Task instructions ▸
Switch "instance" to "occurrence" everywhere in the listing below, and reproduce the lines with everything else left as it is.

Data rows ▸
--------------------

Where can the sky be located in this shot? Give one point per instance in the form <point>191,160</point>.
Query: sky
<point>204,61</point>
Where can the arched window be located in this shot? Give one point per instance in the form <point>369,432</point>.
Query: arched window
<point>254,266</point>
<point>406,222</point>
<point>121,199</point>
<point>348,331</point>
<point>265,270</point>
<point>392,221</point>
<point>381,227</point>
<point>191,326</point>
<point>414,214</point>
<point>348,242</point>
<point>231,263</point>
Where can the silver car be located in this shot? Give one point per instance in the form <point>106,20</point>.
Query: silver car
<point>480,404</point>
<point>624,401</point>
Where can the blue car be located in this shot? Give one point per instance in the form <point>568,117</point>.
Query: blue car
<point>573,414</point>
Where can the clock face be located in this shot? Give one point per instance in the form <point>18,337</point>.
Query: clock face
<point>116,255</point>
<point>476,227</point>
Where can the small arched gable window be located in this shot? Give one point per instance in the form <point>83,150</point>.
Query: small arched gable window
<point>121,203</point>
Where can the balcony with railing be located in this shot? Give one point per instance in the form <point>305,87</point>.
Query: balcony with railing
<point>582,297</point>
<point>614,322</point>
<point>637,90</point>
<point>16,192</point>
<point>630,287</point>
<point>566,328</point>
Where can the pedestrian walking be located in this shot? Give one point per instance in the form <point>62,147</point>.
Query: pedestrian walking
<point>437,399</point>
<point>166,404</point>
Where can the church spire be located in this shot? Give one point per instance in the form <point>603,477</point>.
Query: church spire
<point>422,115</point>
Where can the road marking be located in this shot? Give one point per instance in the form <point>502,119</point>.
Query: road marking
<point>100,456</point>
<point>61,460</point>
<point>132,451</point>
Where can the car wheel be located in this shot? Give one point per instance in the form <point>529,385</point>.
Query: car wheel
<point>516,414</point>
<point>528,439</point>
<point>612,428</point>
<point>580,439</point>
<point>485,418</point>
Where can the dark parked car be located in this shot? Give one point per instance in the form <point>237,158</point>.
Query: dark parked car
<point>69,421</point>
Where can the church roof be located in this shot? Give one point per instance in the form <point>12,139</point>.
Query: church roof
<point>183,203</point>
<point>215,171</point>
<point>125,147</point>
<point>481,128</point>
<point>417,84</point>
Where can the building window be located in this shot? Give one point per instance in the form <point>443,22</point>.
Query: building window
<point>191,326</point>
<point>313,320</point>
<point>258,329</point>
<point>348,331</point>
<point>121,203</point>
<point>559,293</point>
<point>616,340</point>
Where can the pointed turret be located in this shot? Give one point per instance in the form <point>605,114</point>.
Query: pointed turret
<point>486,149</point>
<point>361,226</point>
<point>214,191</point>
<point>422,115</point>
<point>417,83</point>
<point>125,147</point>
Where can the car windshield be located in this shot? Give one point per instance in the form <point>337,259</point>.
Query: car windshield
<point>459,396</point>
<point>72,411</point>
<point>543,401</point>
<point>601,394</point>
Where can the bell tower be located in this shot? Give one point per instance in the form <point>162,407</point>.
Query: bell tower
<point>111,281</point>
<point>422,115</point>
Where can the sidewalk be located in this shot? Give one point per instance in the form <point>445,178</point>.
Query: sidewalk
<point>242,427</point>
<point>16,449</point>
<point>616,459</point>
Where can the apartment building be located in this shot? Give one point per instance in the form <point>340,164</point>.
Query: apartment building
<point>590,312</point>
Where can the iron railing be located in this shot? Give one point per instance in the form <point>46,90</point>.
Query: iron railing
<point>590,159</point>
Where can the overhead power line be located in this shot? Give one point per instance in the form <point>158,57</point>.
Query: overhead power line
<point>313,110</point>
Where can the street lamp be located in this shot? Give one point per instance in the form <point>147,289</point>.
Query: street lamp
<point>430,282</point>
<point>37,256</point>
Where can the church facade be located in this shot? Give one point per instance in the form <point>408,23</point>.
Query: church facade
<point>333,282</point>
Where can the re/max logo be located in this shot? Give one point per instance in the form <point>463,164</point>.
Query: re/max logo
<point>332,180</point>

--------------------

The result ▸
Where can the sky be located in this shot? Give one point per occurrence in the form <point>191,160</point>.
Query: sky
<point>204,61</point>
Where can the arched window be located in this shot? Give one point per occurrence in the form <point>369,432</point>.
Query: arched window
<point>254,266</point>
<point>406,222</point>
<point>121,199</point>
<point>348,331</point>
<point>265,270</point>
<point>392,221</point>
<point>381,227</point>
<point>191,326</point>
<point>414,214</point>
<point>348,242</point>
<point>231,263</point>
Where can the silver car be located in this shot? Give one point per occurrence in the form <point>106,20</point>.
Query: silver car
<point>480,404</point>
<point>624,401</point>
Where can the blue car be located in this shot? Give one point per occurrence in the form <point>568,117</point>.
Query: blue car
<point>573,414</point>
Where can the clock face be located in this shot? Give one point per occurrence in the form <point>18,337</point>.
Query: clock face
<point>116,255</point>
<point>476,227</point>
Where can the small arched gable window be located in this shot? Give one point per occurrence in the form <point>83,150</point>.
Query: small arched gable window
<point>121,203</point>
Where can the balcony with railing be located in this shot? Give one point per occurrence in the form <point>305,87</point>.
Query: balcony with railing
<point>582,297</point>
<point>614,322</point>
<point>637,90</point>
<point>16,192</point>
<point>630,287</point>
<point>566,328</point>
Where can the pedestrian walking be located in this shot? Give one point per occurrence in the form <point>62,147</point>.
Query: pedestrian walking
<point>437,399</point>
<point>166,404</point>
Where can the church spire be located in this shot? Give one point per occurrence in the form <point>603,477</point>.
Query: church spire
<point>422,115</point>
Where can the road marking be located in this shot? Give one point per occurrence in the form <point>502,119</point>.
Query: road marking
<point>100,456</point>
<point>61,460</point>
<point>132,451</point>
Where can the car wheel be located in this shot? Give one point per occurrence in the form <point>529,385</point>.
Query: car wheel
<point>516,414</point>
<point>528,439</point>
<point>612,428</point>
<point>580,439</point>
<point>485,418</point>
Where can the dark parked car be located in this shot? Give one point per occurrence in the form <point>237,158</point>.
Query: dark parked car
<point>69,421</point>
Where can the church roof be located in this shot? Give one point per occurrence in the form <point>12,139</point>.
Query: church roof
<point>183,203</point>
<point>215,171</point>
<point>125,147</point>
<point>481,128</point>
<point>417,84</point>
Where can the building window be located in this shot? Give one point per occurrence in the form <point>443,22</point>.
Query: building window
<point>191,326</point>
<point>313,320</point>
<point>258,329</point>
<point>348,331</point>
<point>121,203</point>
<point>559,293</point>
<point>616,340</point>
Where can the pointed turret be located in this shot? Give one point per occurrence in the form <point>605,114</point>.
Query: pointed turret
<point>486,149</point>
<point>361,226</point>
<point>214,191</point>
<point>422,115</point>
<point>417,83</point>
<point>125,147</point>
Where can the car windshield be located in this shot? Give one point per occurrence in the form <point>337,259</point>.
Query: car windshield
<point>459,396</point>
<point>72,411</point>
<point>543,401</point>
<point>601,394</point>
Where can the bell tower be located in this shot? Give one point per occurrence in the form <point>162,407</point>.
Query: bell tower
<point>111,281</point>
<point>422,115</point>
Where can the sidewalk be located in this shot? Give one point per occurrence in the form <point>445,178</point>.
Query: sidewalk
<point>242,427</point>
<point>16,449</point>
<point>616,459</point>
Where can the apartment building be located in this shot? Give one point per occurrence in the form <point>340,164</point>.
Query: apartment building
<point>590,312</point>
Where can the iron railing be located in this shot? Give one point per occurrence in the form <point>46,90</point>.
Query: iron railing
<point>590,159</point>
Where can the overhead power line be located in this shot? Give one point per occurrence in the form <point>158,57</point>.
Query: overhead power line
<point>313,110</point>
Where can the street lamp be located in this shot? Give one point per occurrence in the form <point>147,289</point>.
Query: street lamp
<point>430,282</point>
<point>37,256</point>
Where can the church facade be located in this shot? Give one point per occurrence in the form <point>408,23</point>.
Query: church facade
<point>333,282</point>
Where can the re/max logo be located in this shot? Give one point per occurrence in the form <point>463,164</point>.
Query: re/max logo
<point>332,180</point>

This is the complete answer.